### DATA PROVIDED
BEGIN

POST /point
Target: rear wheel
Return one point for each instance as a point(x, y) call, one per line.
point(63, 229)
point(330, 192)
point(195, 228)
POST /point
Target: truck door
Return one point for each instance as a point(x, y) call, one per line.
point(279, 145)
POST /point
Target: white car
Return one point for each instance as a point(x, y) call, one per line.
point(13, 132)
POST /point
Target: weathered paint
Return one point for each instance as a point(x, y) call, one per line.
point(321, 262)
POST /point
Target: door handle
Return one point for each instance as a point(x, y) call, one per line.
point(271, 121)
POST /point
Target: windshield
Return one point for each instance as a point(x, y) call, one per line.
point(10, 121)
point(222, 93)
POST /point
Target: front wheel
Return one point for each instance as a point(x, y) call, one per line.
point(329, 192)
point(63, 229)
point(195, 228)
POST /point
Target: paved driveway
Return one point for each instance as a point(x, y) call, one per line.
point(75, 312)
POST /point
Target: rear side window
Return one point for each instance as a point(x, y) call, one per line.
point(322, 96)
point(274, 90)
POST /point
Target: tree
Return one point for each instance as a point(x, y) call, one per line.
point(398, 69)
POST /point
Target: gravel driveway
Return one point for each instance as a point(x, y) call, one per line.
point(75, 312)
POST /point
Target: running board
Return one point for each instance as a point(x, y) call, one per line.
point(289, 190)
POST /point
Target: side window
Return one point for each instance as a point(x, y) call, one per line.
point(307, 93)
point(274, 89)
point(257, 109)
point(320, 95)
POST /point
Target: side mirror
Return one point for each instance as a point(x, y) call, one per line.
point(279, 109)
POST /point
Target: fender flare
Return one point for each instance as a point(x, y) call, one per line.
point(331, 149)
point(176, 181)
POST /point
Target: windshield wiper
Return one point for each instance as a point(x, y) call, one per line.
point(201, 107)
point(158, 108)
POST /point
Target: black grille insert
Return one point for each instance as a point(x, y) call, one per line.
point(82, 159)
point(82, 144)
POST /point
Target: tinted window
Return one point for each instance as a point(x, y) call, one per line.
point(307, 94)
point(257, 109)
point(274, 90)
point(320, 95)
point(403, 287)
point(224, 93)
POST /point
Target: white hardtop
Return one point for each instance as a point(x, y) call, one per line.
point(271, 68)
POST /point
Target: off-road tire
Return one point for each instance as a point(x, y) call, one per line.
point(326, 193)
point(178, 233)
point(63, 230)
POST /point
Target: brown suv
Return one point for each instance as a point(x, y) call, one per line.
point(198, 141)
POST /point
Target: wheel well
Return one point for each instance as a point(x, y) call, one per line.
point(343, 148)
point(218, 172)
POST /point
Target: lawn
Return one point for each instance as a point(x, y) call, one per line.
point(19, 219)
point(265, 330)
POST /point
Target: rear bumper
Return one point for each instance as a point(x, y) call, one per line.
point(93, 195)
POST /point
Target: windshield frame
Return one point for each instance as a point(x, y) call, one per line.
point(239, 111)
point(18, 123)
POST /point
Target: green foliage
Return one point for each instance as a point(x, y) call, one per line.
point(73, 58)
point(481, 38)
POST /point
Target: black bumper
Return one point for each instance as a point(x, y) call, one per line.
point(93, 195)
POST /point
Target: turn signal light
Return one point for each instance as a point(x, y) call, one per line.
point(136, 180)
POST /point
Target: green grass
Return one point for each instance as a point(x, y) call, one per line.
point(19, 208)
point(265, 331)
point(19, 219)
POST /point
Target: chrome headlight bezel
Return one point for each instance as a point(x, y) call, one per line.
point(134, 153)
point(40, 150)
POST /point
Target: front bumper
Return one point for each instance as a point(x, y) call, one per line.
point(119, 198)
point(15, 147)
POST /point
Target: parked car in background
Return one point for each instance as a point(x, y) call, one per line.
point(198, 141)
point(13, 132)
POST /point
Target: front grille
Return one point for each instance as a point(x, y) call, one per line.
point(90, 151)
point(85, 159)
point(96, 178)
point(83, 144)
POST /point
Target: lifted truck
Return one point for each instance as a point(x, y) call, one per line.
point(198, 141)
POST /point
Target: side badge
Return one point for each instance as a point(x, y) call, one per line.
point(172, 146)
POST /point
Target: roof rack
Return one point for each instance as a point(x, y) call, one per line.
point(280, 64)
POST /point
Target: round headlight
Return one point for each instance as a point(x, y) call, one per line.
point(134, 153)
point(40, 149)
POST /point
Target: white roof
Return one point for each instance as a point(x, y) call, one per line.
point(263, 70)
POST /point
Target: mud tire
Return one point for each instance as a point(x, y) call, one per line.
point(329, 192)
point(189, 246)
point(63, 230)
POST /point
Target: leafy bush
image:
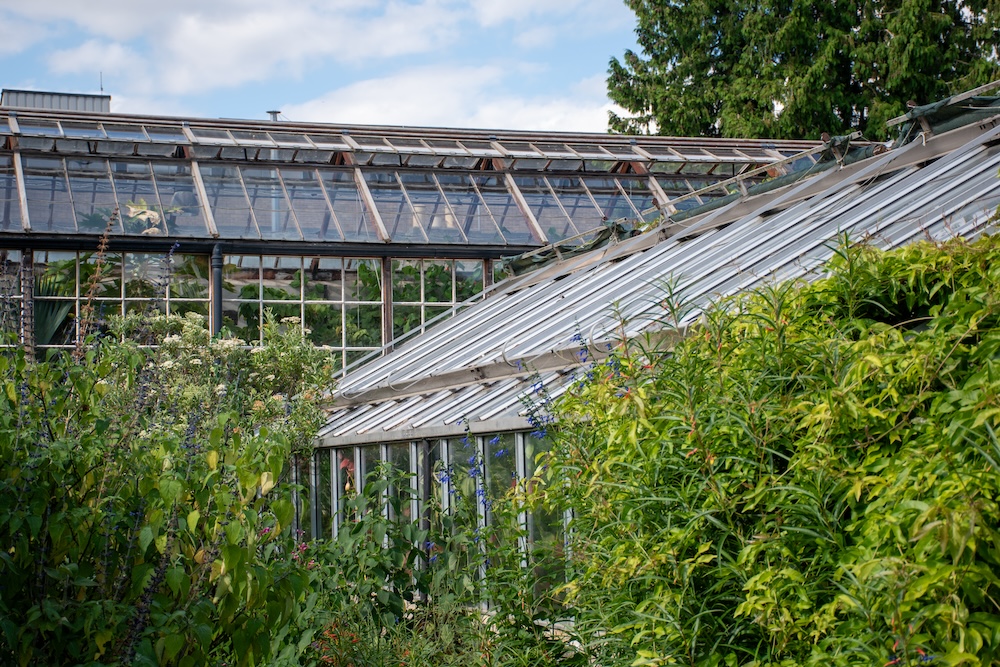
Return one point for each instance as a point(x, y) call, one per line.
point(142, 520)
point(809, 478)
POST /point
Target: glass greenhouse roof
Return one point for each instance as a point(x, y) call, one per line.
point(63, 173)
point(536, 334)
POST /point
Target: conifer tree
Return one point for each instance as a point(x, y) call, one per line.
point(797, 68)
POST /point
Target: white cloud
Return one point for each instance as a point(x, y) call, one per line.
point(472, 97)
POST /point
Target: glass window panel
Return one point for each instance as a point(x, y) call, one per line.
point(392, 206)
point(274, 215)
point(287, 139)
point(189, 277)
point(501, 467)
point(182, 210)
point(130, 133)
point(309, 203)
point(465, 474)
point(439, 281)
point(10, 207)
point(468, 279)
point(324, 324)
point(472, 214)
point(405, 319)
point(329, 142)
point(370, 459)
point(545, 208)
point(145, 275)
point(303, 477)
point(229, 202)
point(92, 194)
point(400, 493)
point(164, 134)
point(503, 206)
point(50, 208)
point(252, 138)
point(10, 297)
point(138, 202)
point(363, 280)
point(432, 210)
point(207, 136)
point(55, 293)
point(348, 206)
point(324, 279)
point(546, 528)
point(406, 281)
point(109, 284)
point(38, 128)
point(363, 326)
point(324, 493)
point(83, 130)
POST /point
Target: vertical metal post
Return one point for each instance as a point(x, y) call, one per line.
point(216, 305)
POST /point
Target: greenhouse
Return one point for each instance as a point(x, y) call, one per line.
point(363, 233)
point(467, 401)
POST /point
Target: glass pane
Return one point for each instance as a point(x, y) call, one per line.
point(183, 212)
point(139, 205)
point(438, 287)
point(189, 277)
point(324, 279)
point(324, 494)
point(392, 206)
point(400, 494)
point(347, 484)
point(502, 205)
point(405, 319)
point(348, 207)
point(273, 213)
point(92, 194)
point(309, 203)
point(465, 474)
point(10, 207)
point(10, 296)
point(324, 324)
point(49, 206)
point(363, 326)
point(229, 203)
point(303, 465)
point(468, 279)
point(145, 275)
point(473, 216)
point(363, 280)
point(55, 294)
point(109, 283)
point(432, 211)
point(501, 467)
point(406, 281)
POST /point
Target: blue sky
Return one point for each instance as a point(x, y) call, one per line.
point(505, 64)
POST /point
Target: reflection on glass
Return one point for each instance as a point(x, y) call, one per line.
point(504, 209)
point(400, 493)
point(229, 202)
point(324, 493)
point(308, 201)
point(10, 208)
point(50, 208)
point(55, 293)
point(10, 296)
point(397, 216)
point(270, 208)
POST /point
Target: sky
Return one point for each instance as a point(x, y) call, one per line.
point(490, 64)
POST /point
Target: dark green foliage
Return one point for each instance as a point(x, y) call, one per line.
point(141, 522)
point(792, 69)
point(809, 478)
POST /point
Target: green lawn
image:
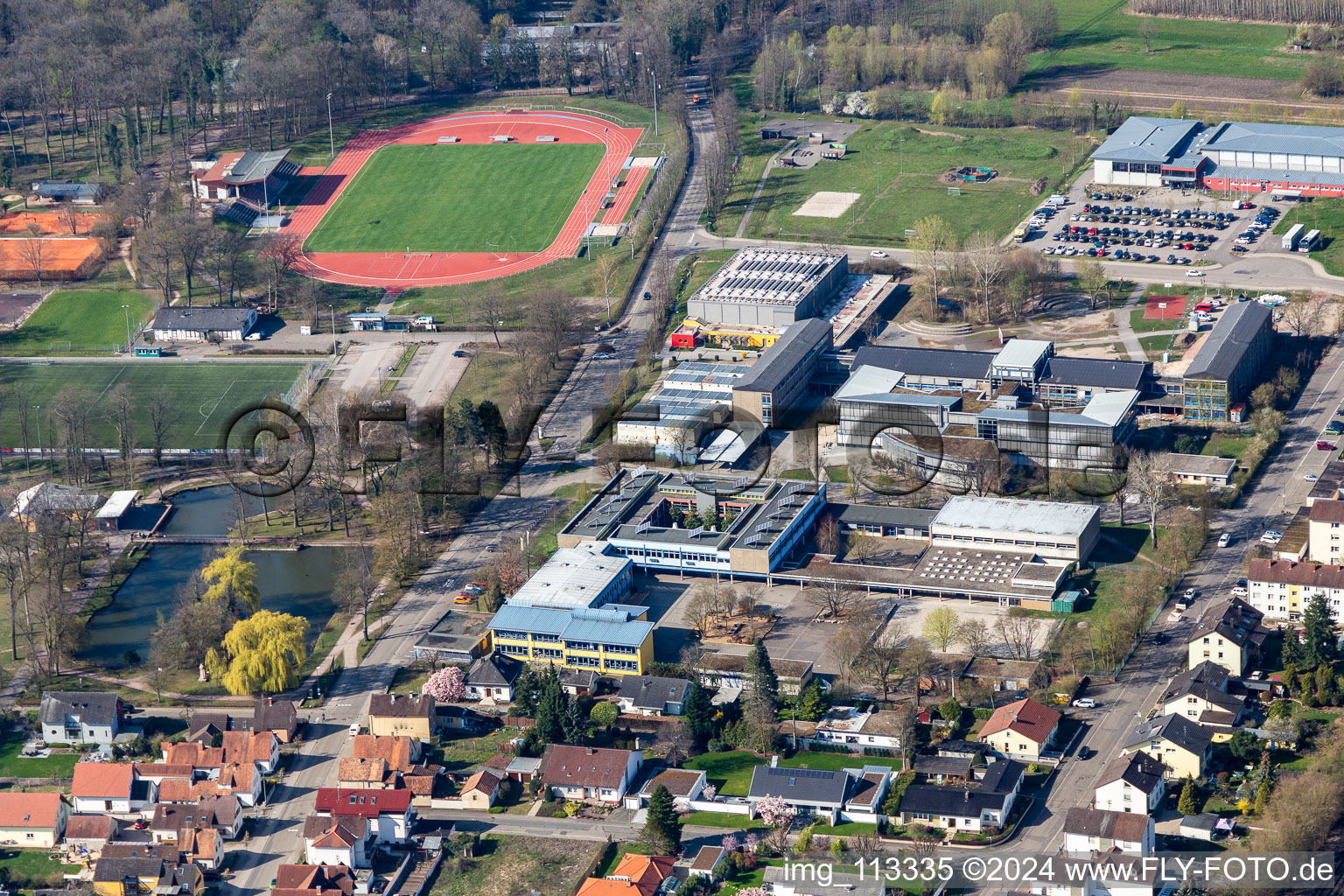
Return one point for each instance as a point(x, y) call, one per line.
point(886, 150)
point(845, 830)
point(84, 321)
point(1101, 35)
point(836, 760)
point(203, 396)
point(1326, 215)
point(729, 771)
point(453, 198)
point(32, 866)
point(12, 766)
point(719, 820)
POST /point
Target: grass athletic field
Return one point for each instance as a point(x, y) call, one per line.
point(203, 396)
point(453, 198)
point(84, 321)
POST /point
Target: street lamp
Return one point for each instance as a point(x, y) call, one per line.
point(331, 133)
point(38, 407)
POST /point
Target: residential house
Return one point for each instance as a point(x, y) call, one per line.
point(1130, 783)
point(831, 794)
point(88, 832)
point(1102, 830)
point(710, 861)
point(785, 883)
point(1022, 730)
point(315, 880)
point(858, 730)
point(683, 783)
point(278, 718)
point(368, 774)
point(1231, 637)
point(491, 677)
point(1201, 695)
point(652, 696)
point(338, 841)
point(57, 501)
point(973, 806)
point(32, 820)
point(130, 876)
point(453, 718)
point(260, 747)
point(727, 672)
point(1179, 745)
point(480, 790)
point(202, 845)
point(388, 812)
point(591, 774)
point(77, 717)
point(110, 788)
point(632, 876)
point(406, 717)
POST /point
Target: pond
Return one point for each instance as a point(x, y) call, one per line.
point(296, 582)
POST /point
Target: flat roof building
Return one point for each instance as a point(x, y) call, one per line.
point(699, 522)
point(784, 375)
point(1234, 156)
point(1046, 528)
point(766, 286)
point(578, 577)
point(1226, 366)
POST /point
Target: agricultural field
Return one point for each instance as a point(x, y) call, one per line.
point(456, 198)
point(203, 396)
point(907, 163)
point(84, 321)
point(1102, 35)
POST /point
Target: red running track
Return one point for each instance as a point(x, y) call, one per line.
point(445, 269)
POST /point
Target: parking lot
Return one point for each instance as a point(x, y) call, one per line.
point(1153, 226)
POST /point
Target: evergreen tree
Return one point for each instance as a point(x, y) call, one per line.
point(576, 723)
point(1188, 802)
point(1263, 797)
point(551, 707)
point(812, 703)
point(524, 693)
point(699, 713)
point(1320, 641)
point(663, 830)
point(765, 684)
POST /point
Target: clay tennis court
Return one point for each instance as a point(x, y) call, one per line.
point(62, 258)
point(444, 269)
point(1175, 308)
point(19, 223)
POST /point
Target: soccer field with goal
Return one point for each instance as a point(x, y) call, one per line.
point(458, 198)
point(203, 396)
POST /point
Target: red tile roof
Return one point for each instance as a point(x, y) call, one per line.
point(1026, 718)
point(102, 780)
point(30, 810)
point(567, 766)
point(368, 803)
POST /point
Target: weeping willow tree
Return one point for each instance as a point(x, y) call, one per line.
point(261, 653)
point(233, 580)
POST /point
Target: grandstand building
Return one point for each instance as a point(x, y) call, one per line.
point(769, 288)
point(1233, 156)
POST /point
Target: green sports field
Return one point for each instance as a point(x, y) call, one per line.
point(84, 321)
point(454, 198)
point(203, 396)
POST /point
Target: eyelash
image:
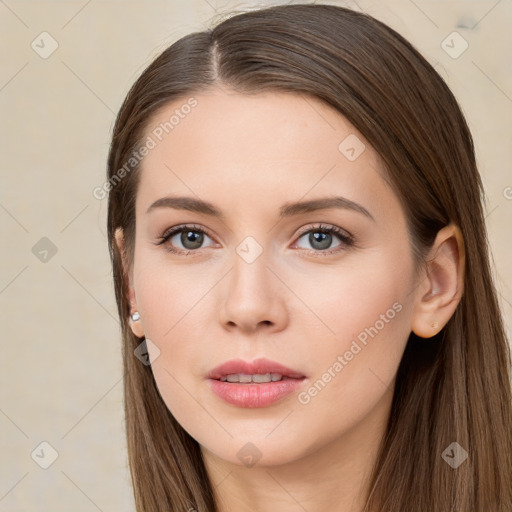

END

### TASK TO COMPLETE
Lines from the top of the data above through the line with "Target: weathered paint", both ends included: copy them exactly, nothing more.

### RESPONSE
POST /point
Target: rear wheel
Return one point for each instance as a point(x, y) call, one per line.
point(63, 229)
point(330, 192)
point(195, 228)
POST /point
Target: truck door
Return one point for each instance as a point(x, y) call, one per line.
point(279, 145)
POST /point
Target: white car
Return one point for each instance as a point(x, y) call, one per line.
point(13, 132)
POST /point
Target: weathered paint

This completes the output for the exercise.